BEGIN DATA SHOWN

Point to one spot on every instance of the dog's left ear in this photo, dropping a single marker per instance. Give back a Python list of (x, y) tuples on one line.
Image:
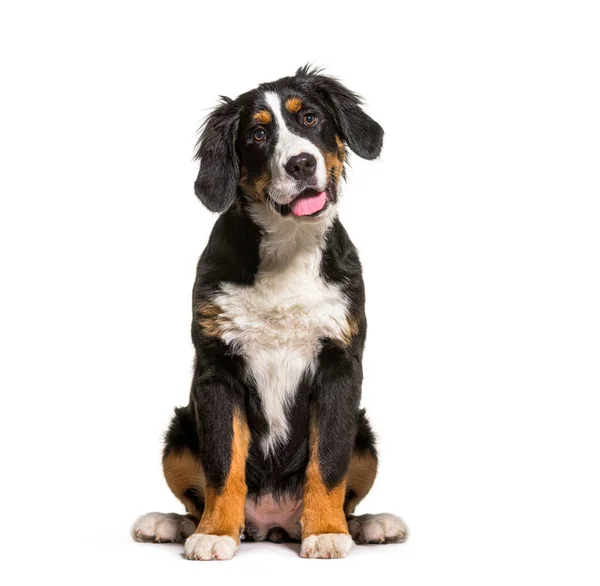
[(362, 134), (219, 173)]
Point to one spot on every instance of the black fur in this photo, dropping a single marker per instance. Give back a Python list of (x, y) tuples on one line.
[(219, 385)]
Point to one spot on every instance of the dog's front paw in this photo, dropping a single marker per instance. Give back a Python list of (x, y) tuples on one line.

END DATA SHOWN

### EXERCISE PROMPT
Render every line of the data above as a JSON list of strings, one string per line, with blank lines skipped. Leave the pictures out.

### WRITTEN SOLUTION
[
  "Point to one spot on every instance of the dog's left ear in this photo, dropping a single marker per instance. Give back a Python list of (x, y) tuples on one line.",
  "Image:",
  "[(362, 134), (219, 173)]",
  "Point to one spot on every instance of the black fur in this photo, dropping a single marker per instance. Give back a Python list of (x, y) tuples on one line.",
  "[(219, 385)]",
  "Point to one spot on every instance of the dog's front paw in this photo, dropping a single marker per instance. Give back a Python list of (x, y) tuples on one line."
]